On Fri, May 06, 2011 at 02:14:37PM -0500, James Bottomley wrote:
> On Fri, 2011-05-06 at 16:44 +0100, Mel Gorman wrote:
> > Colin and James: Did you happen to switch from SLAB to SLUB between
> > 2.6.37 and 2.6.38? My own tests were against SLAB which might be why I
> > didn't see the problem. Am restarting the tests with SLUB.
> 
> Aargh ... I'm an idiot.  I should have thought of SLUB immediately ...
> it's been causing oopses since debian switched to it.
> 
> So I recompiled the 2.6.38.4 stable kernel with SLAB instead of SLUB and
> the problem goes away ... at least from three untar runs on a loaded
> box ... of course it could manifest a few ms after I send this email ...
> 
> There are material differences, as well: SLAB isn't taking my system
> down to very low memory on the untar ... it's keeping about 0.5Gb listed
> as free.  SLUB took that to under 100kb, so it could just be that SLAB
> isn't wandering as close to the cliff edge?

Given data:
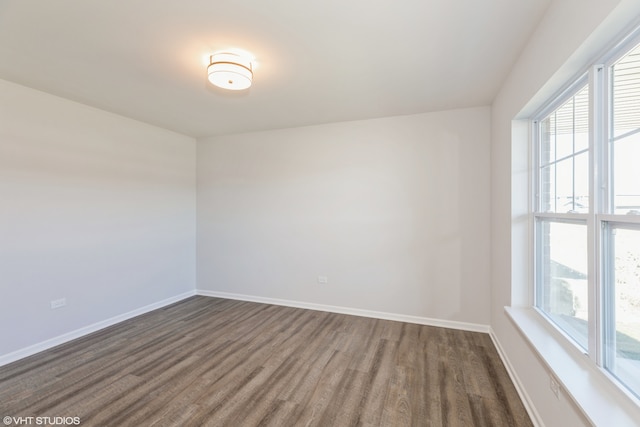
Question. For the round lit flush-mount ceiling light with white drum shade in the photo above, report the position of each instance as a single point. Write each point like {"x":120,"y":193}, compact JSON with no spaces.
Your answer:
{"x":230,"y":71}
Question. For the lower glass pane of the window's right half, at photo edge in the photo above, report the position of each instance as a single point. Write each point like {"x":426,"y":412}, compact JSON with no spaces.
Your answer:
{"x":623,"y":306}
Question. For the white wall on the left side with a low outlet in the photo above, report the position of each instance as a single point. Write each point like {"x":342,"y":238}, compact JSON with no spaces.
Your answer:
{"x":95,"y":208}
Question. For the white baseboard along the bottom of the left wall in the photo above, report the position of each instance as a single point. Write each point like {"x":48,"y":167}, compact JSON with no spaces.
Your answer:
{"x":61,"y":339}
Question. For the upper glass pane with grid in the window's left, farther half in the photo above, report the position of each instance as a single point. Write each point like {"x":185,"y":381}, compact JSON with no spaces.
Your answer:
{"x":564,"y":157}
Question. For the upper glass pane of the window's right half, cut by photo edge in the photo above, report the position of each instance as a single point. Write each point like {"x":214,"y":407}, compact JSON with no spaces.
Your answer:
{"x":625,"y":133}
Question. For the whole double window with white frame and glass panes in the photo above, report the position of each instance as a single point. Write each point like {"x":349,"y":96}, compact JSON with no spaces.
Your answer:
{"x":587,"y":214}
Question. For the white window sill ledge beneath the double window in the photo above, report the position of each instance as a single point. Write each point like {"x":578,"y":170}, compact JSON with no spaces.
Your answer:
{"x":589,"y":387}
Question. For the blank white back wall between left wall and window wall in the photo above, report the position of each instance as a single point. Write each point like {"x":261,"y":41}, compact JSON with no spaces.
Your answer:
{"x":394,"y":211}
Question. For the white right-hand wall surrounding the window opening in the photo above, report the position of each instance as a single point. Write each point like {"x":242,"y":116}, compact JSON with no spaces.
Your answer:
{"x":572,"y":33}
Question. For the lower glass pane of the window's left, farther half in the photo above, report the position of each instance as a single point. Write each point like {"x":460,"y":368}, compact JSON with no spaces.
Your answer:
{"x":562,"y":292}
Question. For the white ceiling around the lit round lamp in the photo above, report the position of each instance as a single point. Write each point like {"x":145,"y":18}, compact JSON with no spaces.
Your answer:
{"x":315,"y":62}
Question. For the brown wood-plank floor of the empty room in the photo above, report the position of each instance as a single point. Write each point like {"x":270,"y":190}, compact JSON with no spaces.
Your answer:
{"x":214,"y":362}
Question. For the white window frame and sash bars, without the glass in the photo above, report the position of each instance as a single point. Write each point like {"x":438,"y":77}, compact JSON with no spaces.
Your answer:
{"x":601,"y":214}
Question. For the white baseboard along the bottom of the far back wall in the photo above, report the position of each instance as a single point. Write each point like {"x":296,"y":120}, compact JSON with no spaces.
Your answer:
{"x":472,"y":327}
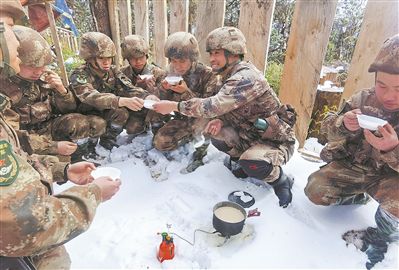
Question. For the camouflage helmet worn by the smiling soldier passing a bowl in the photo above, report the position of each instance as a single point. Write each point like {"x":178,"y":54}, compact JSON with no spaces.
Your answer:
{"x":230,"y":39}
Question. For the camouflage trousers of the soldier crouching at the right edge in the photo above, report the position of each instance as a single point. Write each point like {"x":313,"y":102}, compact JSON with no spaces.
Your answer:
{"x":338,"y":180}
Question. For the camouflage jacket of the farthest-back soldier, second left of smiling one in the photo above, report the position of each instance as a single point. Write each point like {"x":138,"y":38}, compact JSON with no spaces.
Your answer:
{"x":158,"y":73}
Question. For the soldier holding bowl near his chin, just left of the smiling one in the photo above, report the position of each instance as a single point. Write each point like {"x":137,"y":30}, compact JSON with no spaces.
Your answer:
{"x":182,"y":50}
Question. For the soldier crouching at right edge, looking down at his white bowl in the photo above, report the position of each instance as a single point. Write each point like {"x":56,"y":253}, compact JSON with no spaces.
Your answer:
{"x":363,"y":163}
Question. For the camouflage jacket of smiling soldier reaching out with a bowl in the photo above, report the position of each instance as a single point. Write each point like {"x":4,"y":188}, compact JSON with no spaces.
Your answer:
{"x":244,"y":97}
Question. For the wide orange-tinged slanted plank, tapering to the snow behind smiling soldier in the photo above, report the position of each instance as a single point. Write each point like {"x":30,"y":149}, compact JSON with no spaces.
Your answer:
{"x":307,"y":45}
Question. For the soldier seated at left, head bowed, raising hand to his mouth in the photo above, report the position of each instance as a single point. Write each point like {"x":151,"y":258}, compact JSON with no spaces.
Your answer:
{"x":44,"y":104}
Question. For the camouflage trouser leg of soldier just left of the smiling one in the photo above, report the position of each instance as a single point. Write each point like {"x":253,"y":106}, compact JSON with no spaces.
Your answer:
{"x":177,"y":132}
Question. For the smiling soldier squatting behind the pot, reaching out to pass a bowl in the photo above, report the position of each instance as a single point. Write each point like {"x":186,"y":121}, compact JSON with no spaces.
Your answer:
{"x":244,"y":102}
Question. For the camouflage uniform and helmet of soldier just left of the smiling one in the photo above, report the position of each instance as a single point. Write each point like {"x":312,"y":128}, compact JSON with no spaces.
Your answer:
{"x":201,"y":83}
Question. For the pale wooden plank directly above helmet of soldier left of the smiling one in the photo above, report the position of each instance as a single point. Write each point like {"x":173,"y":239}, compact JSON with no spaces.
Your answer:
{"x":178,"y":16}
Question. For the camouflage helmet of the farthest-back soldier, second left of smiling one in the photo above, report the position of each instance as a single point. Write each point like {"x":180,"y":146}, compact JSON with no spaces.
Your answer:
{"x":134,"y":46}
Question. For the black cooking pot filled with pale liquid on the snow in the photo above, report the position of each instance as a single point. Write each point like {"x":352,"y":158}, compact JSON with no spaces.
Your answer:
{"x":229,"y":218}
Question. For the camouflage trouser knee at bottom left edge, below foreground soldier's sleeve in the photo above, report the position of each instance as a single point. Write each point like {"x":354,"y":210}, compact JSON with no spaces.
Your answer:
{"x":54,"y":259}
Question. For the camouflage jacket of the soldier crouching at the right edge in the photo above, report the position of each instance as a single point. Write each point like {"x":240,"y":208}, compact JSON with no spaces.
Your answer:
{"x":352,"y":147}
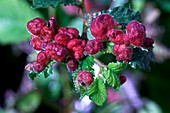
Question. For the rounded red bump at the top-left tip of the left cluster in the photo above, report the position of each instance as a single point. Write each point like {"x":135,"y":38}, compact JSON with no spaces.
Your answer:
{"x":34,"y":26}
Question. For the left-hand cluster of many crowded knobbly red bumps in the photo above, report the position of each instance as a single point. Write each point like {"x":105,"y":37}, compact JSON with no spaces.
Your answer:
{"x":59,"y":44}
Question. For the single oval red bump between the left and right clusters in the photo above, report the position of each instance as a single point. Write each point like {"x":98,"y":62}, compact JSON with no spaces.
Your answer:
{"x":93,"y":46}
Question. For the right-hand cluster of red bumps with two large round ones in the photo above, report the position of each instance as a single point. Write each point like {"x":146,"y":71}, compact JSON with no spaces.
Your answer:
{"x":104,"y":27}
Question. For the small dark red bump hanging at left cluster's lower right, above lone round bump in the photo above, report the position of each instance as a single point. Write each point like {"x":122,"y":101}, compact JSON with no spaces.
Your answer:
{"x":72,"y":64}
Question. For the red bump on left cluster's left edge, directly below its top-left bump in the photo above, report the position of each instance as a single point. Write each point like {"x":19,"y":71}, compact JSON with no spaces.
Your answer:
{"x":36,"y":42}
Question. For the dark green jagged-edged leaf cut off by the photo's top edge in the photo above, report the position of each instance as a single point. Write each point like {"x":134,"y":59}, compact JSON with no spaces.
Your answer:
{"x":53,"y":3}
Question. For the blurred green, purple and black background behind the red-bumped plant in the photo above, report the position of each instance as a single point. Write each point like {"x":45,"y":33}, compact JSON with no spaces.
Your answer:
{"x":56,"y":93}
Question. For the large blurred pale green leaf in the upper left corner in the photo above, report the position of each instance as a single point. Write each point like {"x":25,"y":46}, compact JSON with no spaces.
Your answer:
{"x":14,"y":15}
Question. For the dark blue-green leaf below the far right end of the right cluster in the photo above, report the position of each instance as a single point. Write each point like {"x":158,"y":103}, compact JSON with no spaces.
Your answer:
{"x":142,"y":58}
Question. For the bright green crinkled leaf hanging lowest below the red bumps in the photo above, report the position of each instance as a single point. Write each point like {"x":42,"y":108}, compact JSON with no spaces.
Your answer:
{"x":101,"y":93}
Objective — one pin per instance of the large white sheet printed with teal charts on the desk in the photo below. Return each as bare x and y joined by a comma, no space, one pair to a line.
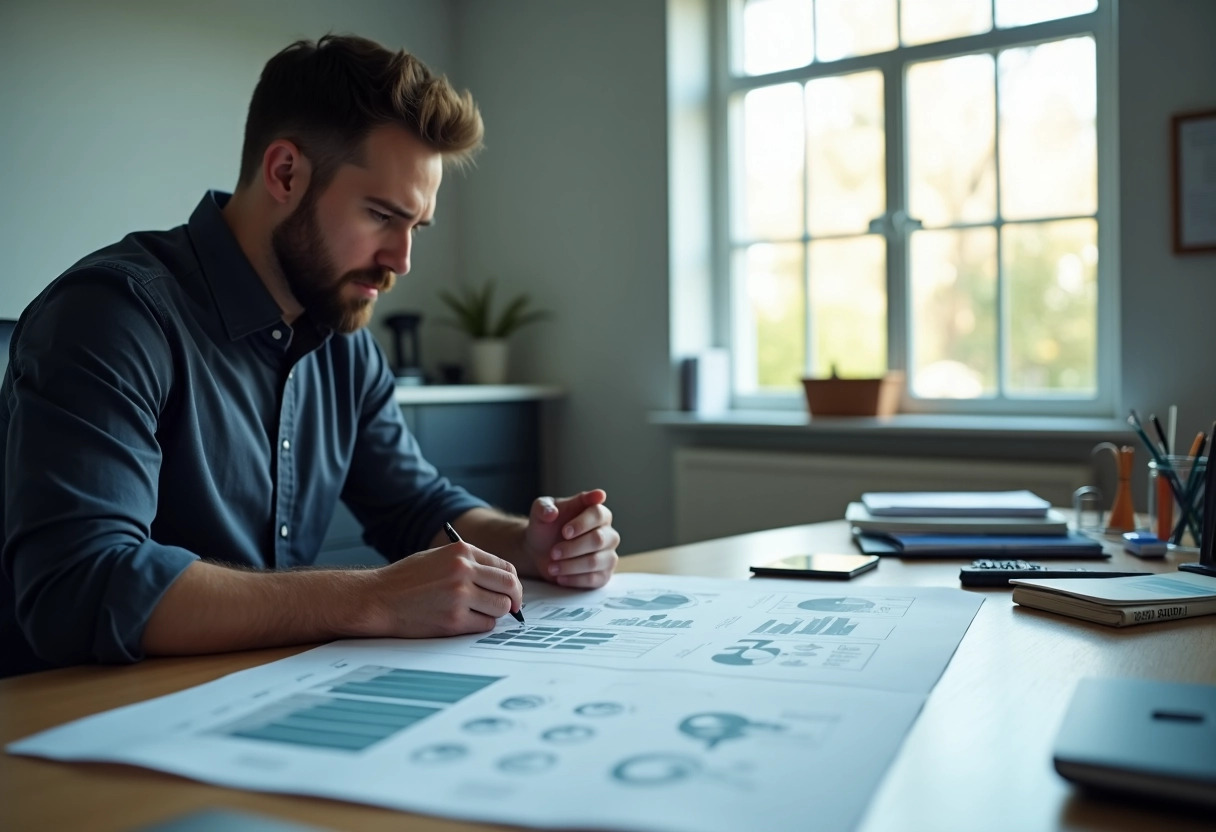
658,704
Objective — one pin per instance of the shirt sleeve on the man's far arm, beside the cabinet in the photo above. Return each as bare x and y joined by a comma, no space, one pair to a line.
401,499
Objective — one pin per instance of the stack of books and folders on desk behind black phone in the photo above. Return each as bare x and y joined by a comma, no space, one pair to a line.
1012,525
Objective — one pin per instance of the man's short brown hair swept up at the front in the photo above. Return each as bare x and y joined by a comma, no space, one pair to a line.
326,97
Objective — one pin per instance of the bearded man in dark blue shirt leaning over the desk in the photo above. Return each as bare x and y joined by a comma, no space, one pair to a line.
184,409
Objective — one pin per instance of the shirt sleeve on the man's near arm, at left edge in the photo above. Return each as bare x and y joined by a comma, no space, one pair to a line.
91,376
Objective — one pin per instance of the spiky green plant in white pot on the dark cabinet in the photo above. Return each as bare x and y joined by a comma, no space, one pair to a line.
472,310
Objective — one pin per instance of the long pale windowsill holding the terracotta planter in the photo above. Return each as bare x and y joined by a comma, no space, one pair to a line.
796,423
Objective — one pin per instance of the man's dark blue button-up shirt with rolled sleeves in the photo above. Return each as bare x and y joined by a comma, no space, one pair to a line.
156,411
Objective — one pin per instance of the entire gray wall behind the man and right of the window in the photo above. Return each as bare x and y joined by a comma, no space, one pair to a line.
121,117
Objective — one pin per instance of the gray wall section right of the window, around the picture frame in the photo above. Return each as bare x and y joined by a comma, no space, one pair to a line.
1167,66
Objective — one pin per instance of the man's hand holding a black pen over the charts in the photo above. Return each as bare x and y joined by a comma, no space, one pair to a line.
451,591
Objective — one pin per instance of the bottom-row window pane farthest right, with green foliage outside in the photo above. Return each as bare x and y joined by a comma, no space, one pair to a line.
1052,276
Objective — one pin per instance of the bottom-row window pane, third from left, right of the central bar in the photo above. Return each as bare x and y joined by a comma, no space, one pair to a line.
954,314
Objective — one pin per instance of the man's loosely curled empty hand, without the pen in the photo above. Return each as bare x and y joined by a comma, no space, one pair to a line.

Questions:
- A) In the kernel mailing-list email, reproduce the stretch from "On Fri, May" through "switched to it.", renaming "SLUB" to "SLOB".
- B) Carry on the kernel mailing-list email about SLAB and SLUB from its final line.

Answers:
- A)
On Fri, May 06, 2011 at 02:14:37PM -0500, James Bottomley wrote:
> On Fri, 2011-05-06 at 16:44 +0100, Mel Gorman wrote:
> > Colin and James: Did you happen to switch from SLAB to SLOB between
> > 2.6.37 and 2.6.38? My own tests were against SLAB which might be why I
> > didn't see the problem. Am restarting the tests with SLOB.
> 
> Aargh ... I'm an idiot.  I should have thought of SLOB immediately ...
> it's been causing oopses since debian switched to it.

- B)
> 

A comparison of watch-highorder.pl with SLAB and SLUB may be
enlightening as well as testing SLUB altering allocate_slab() to read

alloc_gfp = (flags | __GFP_NOWARN | __GFP_NORETRY | __GFP_NO_KSWAPD) & ~__GFP_NOFAIL;

i.e. try adding the __GFP_NO_KSWAPD. My own tests are still in progress
but I'm still not seeing the problem. I'm installing Fedora on another
test machine at the moment to see if X and other applications have to be
running to pressure high-order allocations properly.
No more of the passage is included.